[EXTRACTED ENTRIES — start]

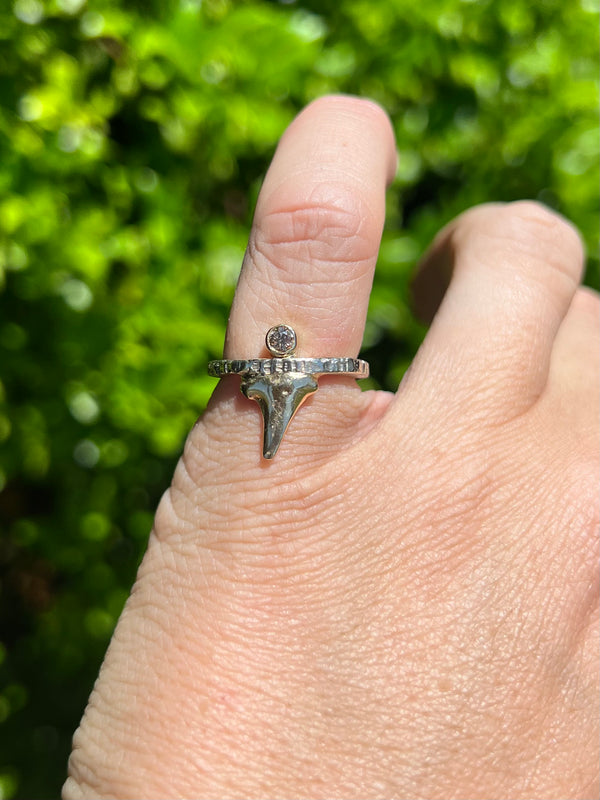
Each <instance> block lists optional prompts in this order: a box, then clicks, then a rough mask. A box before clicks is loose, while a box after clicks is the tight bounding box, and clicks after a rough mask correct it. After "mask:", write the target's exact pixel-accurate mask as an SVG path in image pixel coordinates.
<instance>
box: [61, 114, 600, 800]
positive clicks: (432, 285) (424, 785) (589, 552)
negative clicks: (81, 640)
mask: <svg viewBox="0 0 600 800" xmlns="http://www.w3.org/2000/svg"><path fill="white" fill-rule="evenodd" d="M394 168H395V148H394V141H393V135H392V132H391V128H390V125H389V123H388V121H387V118H386V116H385V115H384V114H383V112H382V111H381V110H380V109H379V108H378V107H376V106H374V105H373V104H371V103H368V102H364V101H359V100H355V99H351V98H327V99H323V100H320V101H318V102H316V103H314V104H312V105H311V106H309V107H308V108H307V109H306V110H305V111H304V112H303V113H302V114H301V115H300V116H299V117H298V118H297V119H296V120H295V121H294V122H293V123H292V125H291V126H290V128H289V129H288V131H287V132H286V134H285V135H284V137H283V139H282V141H281V144H280V146H279V148H278V150H277V153H276V155H275V157H274V159H273V163H272V166H271V168H270V170H269V173H268V175H267V177H266V180H265V183H264V186H263V189H262V192H261V195H260V199H259V202H258V207H257V210H256V218H255V222H254V227H253V230H252V233H251V236H250V244H249V247H248V251H247V256H246V258H245V261H244V265H243V269H242V274H241V278H240V282H239V285H238V288H237V292H236V296H235V300H234V303H233V308H232V312H231V318H230V321H229V328H228V331H227V337H226V344H225V356H226V357H227V358H247V357H251V356H259V355H261V354H262V353H263V349H264V335H265V332H266V330H267V329H268V328H269V327H270V326H271V325H273V324H275V323H278V322H287V323H289V324H291V325H292V326H293V327H294V328H295V329H296V331H297V332H298V335H299V349H298V354H299V355H300V356H348V355H356V354H357V353H358V351H359V348H360V344H361V338H362V333H363V325H364V321H365V316H366V309H367V302H368V297H369V290H370V286H371V280H372V274H373V269H374V266H375V260H376V257H377V249H378V245H379V240H380V236H381V230H382V226H383V221H384V190H385V184H386V182H387V181H389V180H391V178H392V176H393V174H394ZM582 260H583V257H582V248H581V244H580V240H579V237H578V235H577V233H576V232H575V230H574V229H573V228H572V227H571V226H570V225H569V224H568V223H567V222H566V221H564V220H563V219H561V218H560V217H558V216H557V215H555V214H553V213H551V212H550V211H548V210H546V209H544V208H543V207H541V206H539V205H537V204H535V203H531V202H523V203H515V204H510V205H500V204H498V205H488V206H481V207H478V208H474V209H472V210H471V211H468V212H467V213H465V214H464V215H462V216H461V217H459V218H458V219H457V220H456V221H455V222H453V223H452V224H451V225H450V226H449V227H448V228H447V229H446V230H444V231H442V233H441V234H440V235H439V236H438V238H437V239H436V241H435V243H434V245H433V248H432V249H431V251H430V253H429V255H428V256H427V257H426V259H425V261H424V264H423V266H422V268H421V272H420V276H419V279H418V280H417V297H418V298H419V300H420V303H421V305H422V306H423V307H424V308H426V309H428V310H429V311H430V313H432V314H433V312H434V311H435V310H436V307H437V304H438V302H439V299H440V297H441V295H442V293H443V289H445V282H446V283H447V280H448V276H449V275H450V273H451V276H452V277H451V281H450V285H449V288H448V290H447V292H446V294H445V296H444V297H443V300H442V302H441V305H440V307H439V309H437V313H435V317H434V319H433V323H432V326H431V329H430V330H429V333H428V335H427V337H426V339H425V342H424V344H423V346H422V347H421V349H420V350H419V352H418V354H417V356H416V358H415V360H414V363H413V364H412V366H411V368H410V370H409V372H408V374H407V376H406V378H405V379H404V381H403V382H402V385H401V386H400V388H399V390H398V392H397V393H396V395H392V394H388V393H384V392H365V393H363V392H361V391H360V389H359V388H358V386H357V385H356V382H355V381H353V380H350V379H348V378H346V379H344V378H340V377H338V378H329V379H327V378H322V379H321V381H320V388H319V390H318V392H316V394H314V395H313V396H312V397H311V399H310V400H308V401H307V403H306V404H305V405H304V406H303V407H302V408H301V410H300V411H299V412H298V414H297V416H296V417H295V418H294V420H293V422H292V424H291V425H290V428H289V429H288V432H287V434H286V436H285V438H284V440H283V444H282V445H281V448H280V450H279V453H278V454H277V456H276V457H275V458H274V459H273V460H272V461H264V460H263V459H262V458H261V454H260V453H261V419H260V412H259V409H258V407H257V406H256V405H255V404H254V403H253V402H251V401H249V400H247V399H246V398H244V397H242V395H241V394H240V392H239V381H238V379H237V378H234V377H228V378H225V379H223V380H222V381H221V383H220V384H219V386H218V387H217V389H216V391H215V394H214V397H213V399H212V400H211V403H210V405H209V408H208V410H207V412H206V413H205V414H204V416H203V417H202V419H201V420H200V421H199V422H198V424H197V425H196V426H195V428H194V429H193V431H192V432H191V434H190V436H189V439H188V441H187V444H186V447H185V452H184V455H183V457H182V459H181V461H180V463H179V466H178V467H177V470H176V472H175V476H174V479H173V483H172V486H171V488H170V489H169V490H168V491H167V492H166V494H165V496H164V498H163V500H162V502H161V504H160V506H159V509H158V511H157V515H156V522H155V527H154V530H153V533H152V535H151V538H150V543H149V546H148V551H147V553H146V555H145V558H144V560H143V563H142V565H141V568H140V571H139V576H138V579H137V581H136V584H135V586H134V589H133V592H132V594H131V597H130V598H129V601H128V603H127V605H126V608H125V610H124V612H123V614H122V617H121V619H120V621H119V624H118V627H117V630H116V632H115V635H114V638H113V641H112V643H111V645H110V648H109V651H108V653H107V656H106V659H105V662H104V665H103V667H102V671H101V674H100V677H99V679H98V681H97V684H96V687H95V689H94V692H93V694H92V696H91V698H90V702H89V706H88V708H87V710H86V712H85V716H84V718H83V721H82V723H81V726H80V728H79V730H78V731H77V733H76V736H75V744H74V750H73V755H72V757H71V762H70V778H69V779H68V781H67V783H66V784H65V789H64V797H65V798H68V799H69V800H70V799H71V798H81V797H85V798H91V797H103V798H104V797H123V798H132V797H143V798H166V797H186V798H191V797H194V798H273V797H287V798H292V797H293V798H304V797H305V798H318V797H333V798H357V797H360V798H382V797H398V798H400V797H401V798H449V797H452V798H469V799H470V800H474V799H475V798H481V799H482V800H483V798H485V800H490V798H503V799H504V800H506V798H511V800H516V799H517V798H529V800H531V798H554V799H555V798H567V797H568V798H570V799H574V798H591V797H595V796H597V793H598V784H597V770H598V757H597V742H598V719H597V716H598V714H597V698H598V685H597V675H598V666H597V655H598V637H597V634H598V626H597V598H598V581H597V577H598V575H597V561H598V554H597V531H598V472H599V468H598V414H597V410H598V384H599V376H598V357H597V354H598V344H599V341H598V340H599V335H598V311H599V304H598V297H597V296H596V295H595V294H594V293H592V292H591V291H588V290H584V289H581V288H578V281H579V278H580V274H581V269H582ZM444 276H446V278H445V279H444ZM444 281H445V282H444Z"/></svg>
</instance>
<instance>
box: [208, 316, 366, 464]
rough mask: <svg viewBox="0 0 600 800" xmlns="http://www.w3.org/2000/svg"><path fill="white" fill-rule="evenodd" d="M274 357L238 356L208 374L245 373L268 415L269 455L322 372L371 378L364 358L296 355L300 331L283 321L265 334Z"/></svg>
mask: <svg viewBox="0 0 600 800" xmlns="http://www.w3.org/2000/svg"><path fill="white" fill-rule="evenodd" d="M265 343H266V346H267V350H268V351H269V352H270V353H271V356H273V357H272V358H238V359H225V358H223V359H220V360H218V361H210V362H209V364H208V374H209V375H212V376H213V377H215V378H223V377H225V376H226V375H239V376H240V378H241V381H240V389H241V391H242V394H244V395H245V396H246V397H247V398H248V399H250V400H255V401H256V402H257V403H258V405H259V407H260V410H261V413H262V417H263V423H264V425H263V458H273V456H274V455H275V453H276V452H277V450H278V448H279V445H280V444H281V441H282V439H283V436H284V434H285V432H286V430H287V428H288V425H289V424H290V422H291V421H292V418H293V416H294V414H295V413H296V411H298V409H299V408H300V406H301V405H302V403H303V402H304V401H305V400H306V399H307V398H308V397H309V396H310V395H311V394H314V393H315V392H316V391H317V389H318V388H319V384H318V381H317V378H319V377H320V376H322V375H344V376H346V377H349V378H368V377H369V365H368V364H367V362H366V361H362V360H361V359H360V358H339V357H331V358H292V356H293V354H294V351H295V349H296V344H297V337H296V331H295V330H294V329H293V328H291V327H290V326H289V325H285V324H284V323H280V324H279V325H275V326H274V327H273V328H269V330H268V331H267V335H266V337H265Z"/></svg>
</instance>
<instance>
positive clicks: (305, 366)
mask: <svg viewBox="0 0 600 800" xmlns="http://www.w3.org/2000/svg"><path fill="white" fill-rule="evenodd" d="M286 372H301V373H303V374H304V375H332V374H336V375H341V374H343V375H346V376H348V377H350V378H359V379H360V378H368V377H369V365H368V363H367V362H366V361H363V360H362V359H360V358H250V359H246V360H233V361H227V360H225V359H223V360H221V361H209V363H208V374H209V375H212V376H213V377H214V378H222V377H223V375H283V374H285V373H286Z"/></svg>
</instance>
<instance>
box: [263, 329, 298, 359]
mask: <svg viewBox="0 0 600 800" xmlns="http://www.w3.org/2000/svg"><path fill="white" fill-rule="evenodd" d="M265 341H266V343H267V347H268V348H269V351H270V353H271V355H273V356H288V355H291V354H292V353H293V352H294V350H295V349H296V333H295V331H294V329H293V328H290V326H289V325H275V326H274V327H273V328H270V329H269V331H267V336H266V340H265Z"/></svg>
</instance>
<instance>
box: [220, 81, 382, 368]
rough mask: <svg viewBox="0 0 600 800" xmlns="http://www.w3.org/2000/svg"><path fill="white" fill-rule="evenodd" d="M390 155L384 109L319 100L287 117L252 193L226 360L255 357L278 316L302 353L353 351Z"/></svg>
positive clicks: (365, 304) (363, 104)
mask: <svg viewBox="0 0 600 800" xmlns="http://www.w3.org/2000/svg"><path fill="white" fill-rule="evenodd" d="M395 158H396V157H395V145H394V136H393V132H392V129H391V125H390V122H389V120H388V118H387V116H386V115H385V113H384V112H383V111H382V110H381V109H380V108H379V106H376V105H375V104H373V103H371V102H368V101H365V100H359V99H356V98H351V97H327V98H323V99H321V100H317V101H316V102H314V103H312V105H310V106H308V108H306V109H305V110H304V111H303V112H302V113H301V114H300V115H299V116H298V117H297V118H296V120H295V121H294V122H293V123H292V124H291V125H290V127H289V128H288V130H287V131H286V133H285V135H284V136H283V138H282V140H281V142H280V144H279V147H278V149H277V152H276V154H275V157H274V159H273V163H272V164H271V167H270V169H269V171H268V173H267V176H266V178H265V181H264V185H263V187H262V190H261V193H260V197H259V200H258V204H257V208H256V214H255V219H254V224H253V228H252V232H251V234H250V242H249V246H248V250H247V253H246V257H245V259H244V264H243V267H242V272H241V276H240V280H239V283H238V287H237V290H236V294H235V299H234V302H233V307H232V310H231V316H230V320H229V326H228V330H227V336H226V344H225V357H226V358H248V357H253V356H258V355H261V354H262V352H263V351H264V337H265V333H266V331H267V330H268V329H269V328H270V327H271V326H272V325H275V324H277V323H279V322H286V323H288V324H290V325H291V326H292V327H293V328H295V329H296V331H297V332H298V334H299V341H298V351H297V352H298V355H300V356H302V355H304V356H321V355H323V356H351V355H356V354H357V353H358V351H359V349H360V345H361V341H362V336H363V330H364V322H365V317H366V313H367V304H368V300H369V292H370V289H371V284H372V280H373V270H374V267H375V261H376V258H377V252H378V248H379V243H380V239H381V232H382V228H383V222H384V216H385V187H386V184H387V183H388V182H389V181H390V180H391V179H392V177H393V175H394V170H395V163H396V161H395Z"/></svg>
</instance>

[EXTRACTED ENTRIES — finish]

GOAL OF THE EXERCISE
Every line of the material that includes the word "clicks" needs to be copied.

RESPONSE BELOW
Each <instance> block lists optional prompts in this order: a box, then clicks, then a rough mask. A box before clicks is loose, while a box after clicks is the tight bounding box, and clicks after a rough mask correct it. After "mask:", write the target's exact pixel-accurate mask as an SVG path in image pixel coordinates.
positive clicks: (432, 285) (424, 785) (589, 552)
negative clicks: (81, 640)
positive clicks: (305, 366)
positive clicks: (365, 304) (363, 104)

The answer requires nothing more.